DATA TO USE
========================================
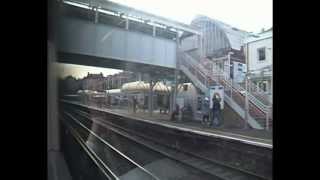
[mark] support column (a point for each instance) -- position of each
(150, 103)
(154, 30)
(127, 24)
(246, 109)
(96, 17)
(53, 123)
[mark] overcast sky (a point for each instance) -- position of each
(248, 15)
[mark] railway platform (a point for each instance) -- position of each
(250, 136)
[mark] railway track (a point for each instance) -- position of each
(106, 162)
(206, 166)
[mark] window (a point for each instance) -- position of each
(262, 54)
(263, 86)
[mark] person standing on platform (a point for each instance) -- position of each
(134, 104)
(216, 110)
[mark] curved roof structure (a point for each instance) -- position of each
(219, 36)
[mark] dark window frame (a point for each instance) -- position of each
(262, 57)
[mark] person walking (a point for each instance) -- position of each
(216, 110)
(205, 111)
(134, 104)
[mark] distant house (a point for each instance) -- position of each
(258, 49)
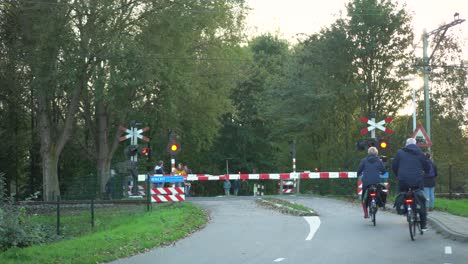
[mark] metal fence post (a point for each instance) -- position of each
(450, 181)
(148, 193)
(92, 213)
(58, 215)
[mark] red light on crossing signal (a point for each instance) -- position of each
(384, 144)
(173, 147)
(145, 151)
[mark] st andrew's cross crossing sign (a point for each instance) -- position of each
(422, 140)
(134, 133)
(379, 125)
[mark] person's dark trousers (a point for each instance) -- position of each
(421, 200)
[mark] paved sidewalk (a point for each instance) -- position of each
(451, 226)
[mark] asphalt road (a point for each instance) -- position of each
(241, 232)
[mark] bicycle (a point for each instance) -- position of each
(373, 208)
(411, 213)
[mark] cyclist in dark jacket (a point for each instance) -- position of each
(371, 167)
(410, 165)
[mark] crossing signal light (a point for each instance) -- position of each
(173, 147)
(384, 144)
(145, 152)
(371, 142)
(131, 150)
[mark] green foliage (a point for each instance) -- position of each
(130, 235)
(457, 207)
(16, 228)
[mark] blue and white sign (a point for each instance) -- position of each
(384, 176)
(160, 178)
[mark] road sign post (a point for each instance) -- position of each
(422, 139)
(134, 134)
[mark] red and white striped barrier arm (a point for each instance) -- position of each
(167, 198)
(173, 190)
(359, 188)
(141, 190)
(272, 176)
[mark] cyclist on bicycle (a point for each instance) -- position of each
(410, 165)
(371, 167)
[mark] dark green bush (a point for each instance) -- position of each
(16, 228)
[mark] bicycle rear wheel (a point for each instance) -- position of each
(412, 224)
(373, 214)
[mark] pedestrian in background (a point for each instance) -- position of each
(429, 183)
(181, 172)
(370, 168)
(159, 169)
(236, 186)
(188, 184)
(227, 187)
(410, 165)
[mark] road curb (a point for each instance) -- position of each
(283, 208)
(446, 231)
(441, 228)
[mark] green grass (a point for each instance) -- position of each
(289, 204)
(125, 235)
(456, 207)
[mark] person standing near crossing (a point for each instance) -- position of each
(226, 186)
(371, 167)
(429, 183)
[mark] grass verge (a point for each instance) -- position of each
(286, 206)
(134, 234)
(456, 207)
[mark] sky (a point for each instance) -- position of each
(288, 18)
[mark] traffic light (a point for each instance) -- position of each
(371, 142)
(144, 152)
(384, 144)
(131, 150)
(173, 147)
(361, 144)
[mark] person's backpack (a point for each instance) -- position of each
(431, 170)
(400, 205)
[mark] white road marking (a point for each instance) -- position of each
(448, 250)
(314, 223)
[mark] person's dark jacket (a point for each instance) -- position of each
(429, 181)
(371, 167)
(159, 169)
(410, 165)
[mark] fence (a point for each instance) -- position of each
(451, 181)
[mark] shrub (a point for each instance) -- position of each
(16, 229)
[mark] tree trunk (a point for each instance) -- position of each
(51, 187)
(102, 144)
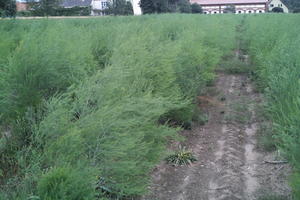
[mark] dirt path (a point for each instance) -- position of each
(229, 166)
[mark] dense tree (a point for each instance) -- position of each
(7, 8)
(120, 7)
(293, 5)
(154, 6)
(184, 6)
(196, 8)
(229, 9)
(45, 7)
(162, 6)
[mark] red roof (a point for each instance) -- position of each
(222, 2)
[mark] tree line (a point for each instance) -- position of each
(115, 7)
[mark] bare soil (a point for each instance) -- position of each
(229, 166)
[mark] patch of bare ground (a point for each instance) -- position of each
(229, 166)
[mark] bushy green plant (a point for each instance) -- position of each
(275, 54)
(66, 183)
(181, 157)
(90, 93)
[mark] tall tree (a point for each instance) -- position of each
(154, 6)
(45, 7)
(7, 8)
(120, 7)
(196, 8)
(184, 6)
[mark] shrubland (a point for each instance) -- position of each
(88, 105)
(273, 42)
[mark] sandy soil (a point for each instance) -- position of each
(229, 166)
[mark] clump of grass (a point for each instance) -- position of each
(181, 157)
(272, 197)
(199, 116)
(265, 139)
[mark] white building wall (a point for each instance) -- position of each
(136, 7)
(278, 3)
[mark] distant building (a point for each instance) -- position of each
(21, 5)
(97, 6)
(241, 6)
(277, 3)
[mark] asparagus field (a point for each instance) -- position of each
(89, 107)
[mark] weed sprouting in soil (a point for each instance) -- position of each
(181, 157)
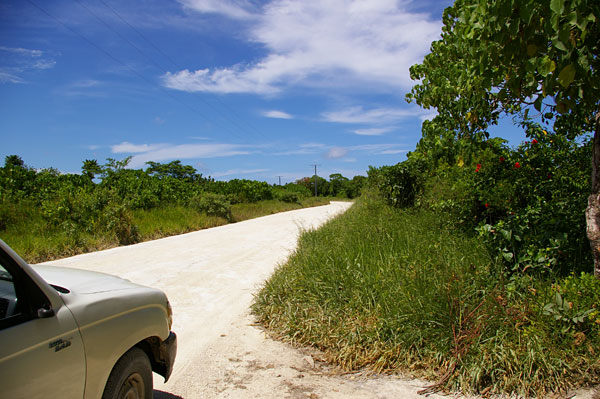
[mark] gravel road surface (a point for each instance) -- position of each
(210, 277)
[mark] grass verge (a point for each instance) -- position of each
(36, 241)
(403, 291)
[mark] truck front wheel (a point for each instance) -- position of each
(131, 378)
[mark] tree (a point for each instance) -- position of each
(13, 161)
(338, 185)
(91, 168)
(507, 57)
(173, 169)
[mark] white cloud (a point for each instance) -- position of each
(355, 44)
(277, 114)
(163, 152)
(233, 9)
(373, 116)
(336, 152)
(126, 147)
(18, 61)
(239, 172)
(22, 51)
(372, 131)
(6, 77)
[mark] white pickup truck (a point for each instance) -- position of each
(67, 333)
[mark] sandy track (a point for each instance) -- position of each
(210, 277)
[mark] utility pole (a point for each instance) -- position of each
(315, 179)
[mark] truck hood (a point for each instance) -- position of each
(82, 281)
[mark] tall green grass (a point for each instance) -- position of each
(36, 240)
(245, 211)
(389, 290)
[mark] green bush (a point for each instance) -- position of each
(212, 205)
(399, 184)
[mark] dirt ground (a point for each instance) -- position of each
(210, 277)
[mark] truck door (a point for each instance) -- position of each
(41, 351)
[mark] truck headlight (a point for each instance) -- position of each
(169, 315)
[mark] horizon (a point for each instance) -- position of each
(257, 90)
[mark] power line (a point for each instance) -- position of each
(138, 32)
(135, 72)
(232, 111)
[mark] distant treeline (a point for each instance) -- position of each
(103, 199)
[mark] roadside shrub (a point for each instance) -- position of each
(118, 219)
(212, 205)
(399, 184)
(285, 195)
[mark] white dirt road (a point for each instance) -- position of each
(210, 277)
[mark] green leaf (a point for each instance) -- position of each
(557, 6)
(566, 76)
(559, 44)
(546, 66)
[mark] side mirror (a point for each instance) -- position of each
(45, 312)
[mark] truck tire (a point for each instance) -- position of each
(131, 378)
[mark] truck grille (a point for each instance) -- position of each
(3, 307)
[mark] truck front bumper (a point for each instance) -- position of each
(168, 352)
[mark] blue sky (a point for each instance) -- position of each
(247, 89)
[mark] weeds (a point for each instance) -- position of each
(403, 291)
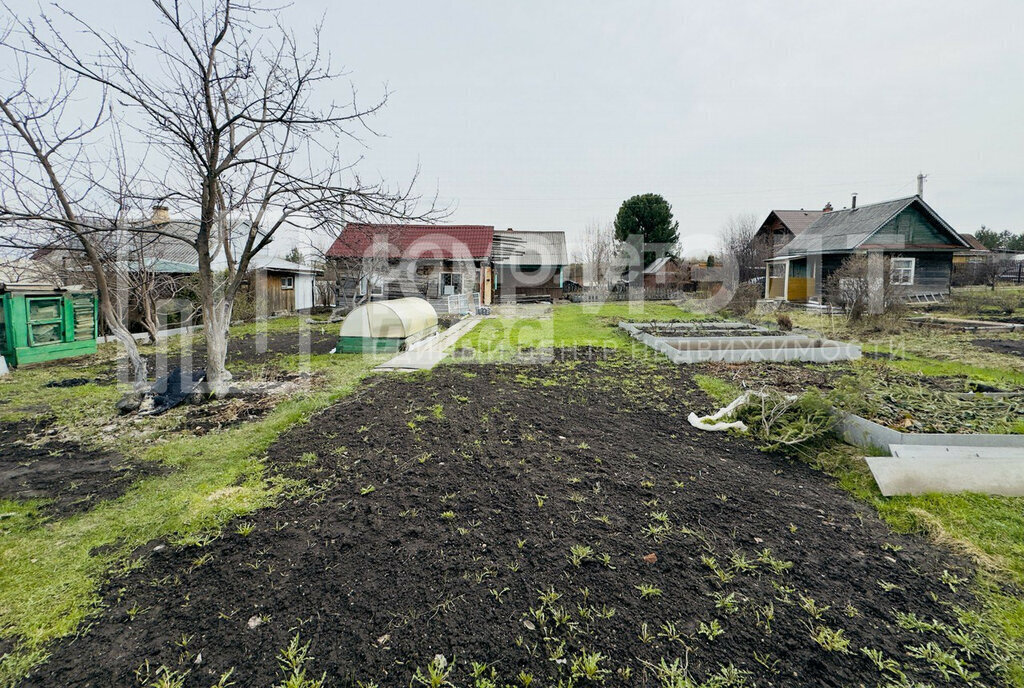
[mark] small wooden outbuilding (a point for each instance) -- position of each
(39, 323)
========================================
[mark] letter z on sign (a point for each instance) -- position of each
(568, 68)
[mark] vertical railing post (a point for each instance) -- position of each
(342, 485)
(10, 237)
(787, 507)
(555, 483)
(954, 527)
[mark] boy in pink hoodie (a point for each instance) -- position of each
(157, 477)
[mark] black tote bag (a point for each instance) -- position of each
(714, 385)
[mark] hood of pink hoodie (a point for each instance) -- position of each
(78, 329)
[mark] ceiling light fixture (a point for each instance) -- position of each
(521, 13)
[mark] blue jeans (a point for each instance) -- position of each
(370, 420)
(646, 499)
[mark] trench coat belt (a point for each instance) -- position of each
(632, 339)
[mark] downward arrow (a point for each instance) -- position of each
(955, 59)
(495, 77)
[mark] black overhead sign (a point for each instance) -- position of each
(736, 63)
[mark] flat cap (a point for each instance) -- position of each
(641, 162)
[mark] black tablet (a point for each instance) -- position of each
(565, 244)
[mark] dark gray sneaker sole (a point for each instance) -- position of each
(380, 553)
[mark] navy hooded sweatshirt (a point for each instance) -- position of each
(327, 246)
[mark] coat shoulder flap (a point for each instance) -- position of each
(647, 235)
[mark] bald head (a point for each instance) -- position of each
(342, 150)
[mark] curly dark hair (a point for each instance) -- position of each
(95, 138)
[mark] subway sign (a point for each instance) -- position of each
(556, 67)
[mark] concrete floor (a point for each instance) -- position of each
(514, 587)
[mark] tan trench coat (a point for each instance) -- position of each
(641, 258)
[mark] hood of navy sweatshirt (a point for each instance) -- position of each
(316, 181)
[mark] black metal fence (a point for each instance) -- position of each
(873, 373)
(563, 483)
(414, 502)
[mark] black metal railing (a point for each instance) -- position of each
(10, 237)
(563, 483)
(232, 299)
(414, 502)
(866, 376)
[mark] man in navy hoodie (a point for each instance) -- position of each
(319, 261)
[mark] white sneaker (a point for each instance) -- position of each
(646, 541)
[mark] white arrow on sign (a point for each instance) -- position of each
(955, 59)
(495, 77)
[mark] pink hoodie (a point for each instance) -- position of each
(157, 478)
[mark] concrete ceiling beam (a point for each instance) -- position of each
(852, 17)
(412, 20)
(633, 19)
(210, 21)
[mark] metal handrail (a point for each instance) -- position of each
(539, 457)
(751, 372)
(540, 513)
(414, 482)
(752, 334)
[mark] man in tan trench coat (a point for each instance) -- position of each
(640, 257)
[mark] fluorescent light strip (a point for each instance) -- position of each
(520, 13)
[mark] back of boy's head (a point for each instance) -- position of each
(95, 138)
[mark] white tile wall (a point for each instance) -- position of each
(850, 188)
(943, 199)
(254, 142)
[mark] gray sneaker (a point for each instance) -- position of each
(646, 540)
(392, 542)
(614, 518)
========================================
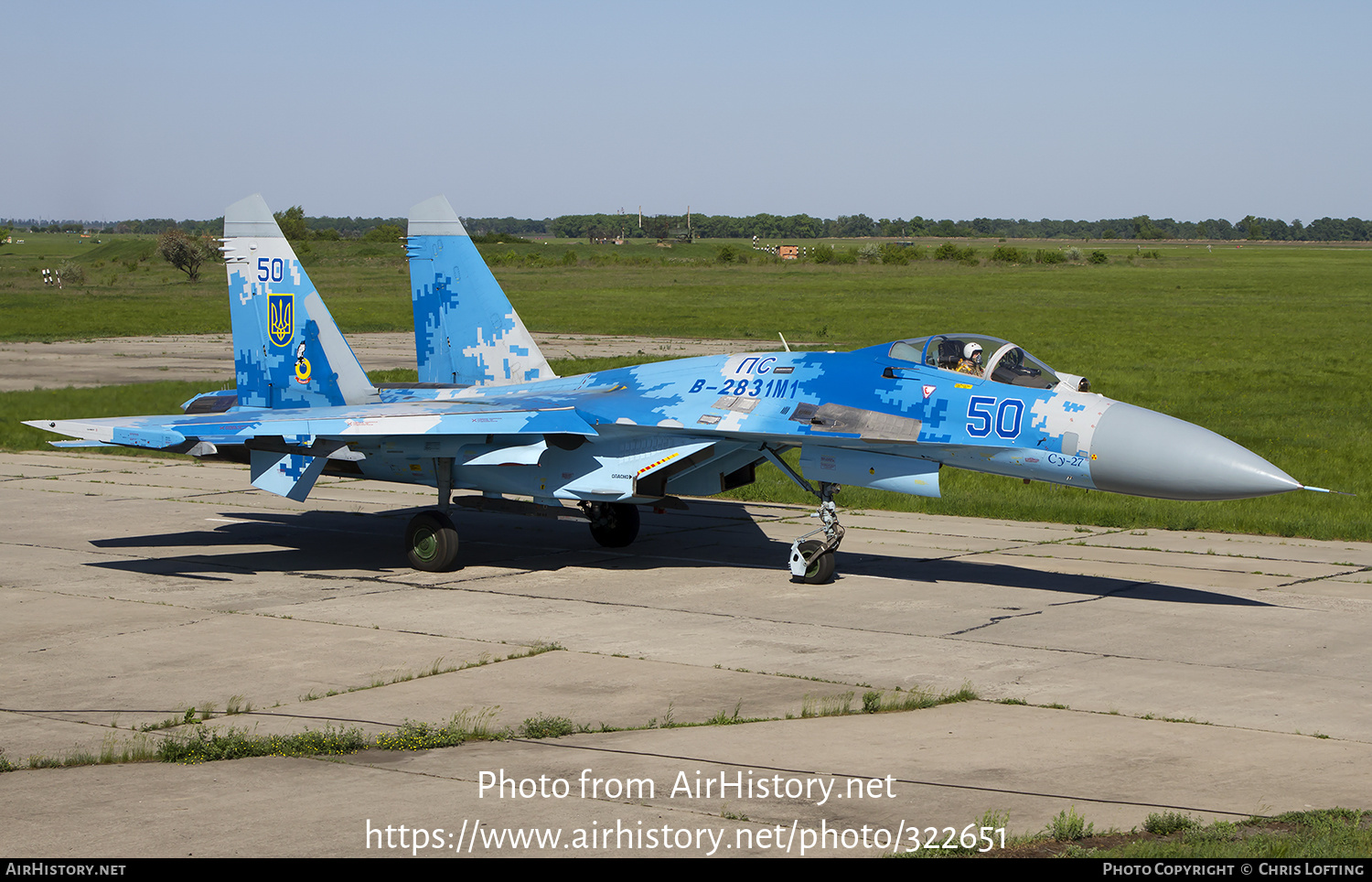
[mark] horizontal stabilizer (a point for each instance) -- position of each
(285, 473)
========================================
Locate every line in the items above that contains the word "signal" and copy each one out. Case counts.

EXERCISE RESULT
[mark] red light on crossing signal (a point for each instance) -- position of each
[mark] crossing signal light (a point for each instance) -- position of each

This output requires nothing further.